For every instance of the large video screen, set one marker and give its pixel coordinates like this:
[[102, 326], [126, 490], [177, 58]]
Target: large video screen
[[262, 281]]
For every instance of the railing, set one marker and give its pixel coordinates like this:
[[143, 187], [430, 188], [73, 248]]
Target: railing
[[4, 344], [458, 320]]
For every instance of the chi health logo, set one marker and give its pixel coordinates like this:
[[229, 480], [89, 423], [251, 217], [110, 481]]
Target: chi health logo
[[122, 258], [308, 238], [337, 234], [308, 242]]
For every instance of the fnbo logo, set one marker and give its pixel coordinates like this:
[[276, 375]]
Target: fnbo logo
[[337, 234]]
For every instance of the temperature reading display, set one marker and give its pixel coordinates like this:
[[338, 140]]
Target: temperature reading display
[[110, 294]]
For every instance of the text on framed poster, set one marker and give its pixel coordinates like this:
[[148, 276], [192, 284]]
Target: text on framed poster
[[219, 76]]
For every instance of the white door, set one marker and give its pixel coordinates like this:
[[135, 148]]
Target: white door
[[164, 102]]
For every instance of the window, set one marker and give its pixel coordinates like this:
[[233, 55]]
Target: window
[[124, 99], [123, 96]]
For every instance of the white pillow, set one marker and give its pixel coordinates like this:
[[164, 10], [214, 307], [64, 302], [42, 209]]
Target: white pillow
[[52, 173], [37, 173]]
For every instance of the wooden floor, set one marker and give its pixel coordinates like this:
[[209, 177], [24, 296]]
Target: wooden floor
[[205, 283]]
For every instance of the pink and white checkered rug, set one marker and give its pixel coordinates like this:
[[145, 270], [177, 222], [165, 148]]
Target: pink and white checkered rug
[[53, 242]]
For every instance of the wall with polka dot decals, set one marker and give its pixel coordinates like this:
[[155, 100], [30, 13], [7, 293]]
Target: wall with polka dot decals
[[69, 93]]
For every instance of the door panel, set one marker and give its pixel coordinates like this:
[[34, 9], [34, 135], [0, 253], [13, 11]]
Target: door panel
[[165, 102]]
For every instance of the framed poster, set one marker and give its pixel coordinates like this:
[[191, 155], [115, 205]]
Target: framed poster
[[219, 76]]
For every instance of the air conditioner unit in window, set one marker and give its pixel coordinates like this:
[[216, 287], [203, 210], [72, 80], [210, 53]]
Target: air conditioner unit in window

------

STATED PROBLEM -
Reproduce all of the records above, swapping every occurrence of "set one marker" for "place a single point" and leaving everything else untouched.

REPLY TO THE EXERCISE -
For every instance of the large video screen, place a single point and give its pixel coordinates like this:
[[102, 326], [126, 490], [177, 58]]
Target: large video screen
[[262, 281]]
For every instance of the railing, place a single point and give its pixel coordinates like this:
[[143, 187], [430, 188], [73, 248]]
Target: railing
[[4, 344], [458, 320]]
For every instance of the chi health logo, place a single point and give its pixel coordinates like this:
[[229, 480], [89, 423], [251, 217], [110, 481]]
Target: chi health logo
[[122, 258], [308, 238], [337, 234], [308, 242]]
For every instance of the fnbo logo, place a single point and give its pixel coordinates like this:
[[276, 375]]
Target: fnbo logo
[[337, 234]]
For every instance of the temperature reading display, place a single point and give its pixel coordinates like this:
[[338, 140]]
Target: temperature reading display
[[110, 294]]
For every instance of the text on framed poster, place a single point and give its pixel coordinates like this:
[[148, 276], [192, 284]]
Target: text on framed poster
[[219, 76]]
For every instance of the white door, place a single point and give its pixel coordinates like this:
[[135, 148]]
Target: white door
[[164, 102]]
For every instance of the window, place a single point and give its pixel coordinates like this:
[[233, 55]]
Target: window
[[124, 99], [123, 96]]
For every instance of the white pillow, place a single point and give its pixel coordinates like this:
[[164, 10], [214, 307], [64, 302], [42, 209]]
Target: white pillow
[[52, 173], [37, 173]]
For every instance of the wooden floor, place a single point and give its pixel coordinates like this:
[[209, 177], [24, 296]]
Target: wooden floor
[[205, 283]]
For every instance of the pink and white checkered rug, place a single point and give its pixel coordinates like this:
[[145, 270], [177, 222], [165, 148]]
Target: pink and white checkered rug
[[53, 242]]
For every instance of the wall with polka dot decals, place a single point and give its pixel coordinates like this:
[[155, 100], [30, 13], [7, 293]]
Target: wall with polka dot decals
[[69, 93]]
For every instance of the door panel, place a single point and give its pixel coordinates like this:
[[34, 9], [34, 135], [0, 253], [13, 11]]
Target: door panel
[[165, 102]]
For every instance of the framed poster, place a single point and give its pixel coordinates like this:
[[191, 155], [115, 205]]
Target: framed poster
[[219, 76]]
For every instance of the air conditioner unit in window, place a single point and give its pixel coordinates like this:
[[216, 287], [203, 210], [72, 80], [210, 53]]
Target: air conditioner unit in window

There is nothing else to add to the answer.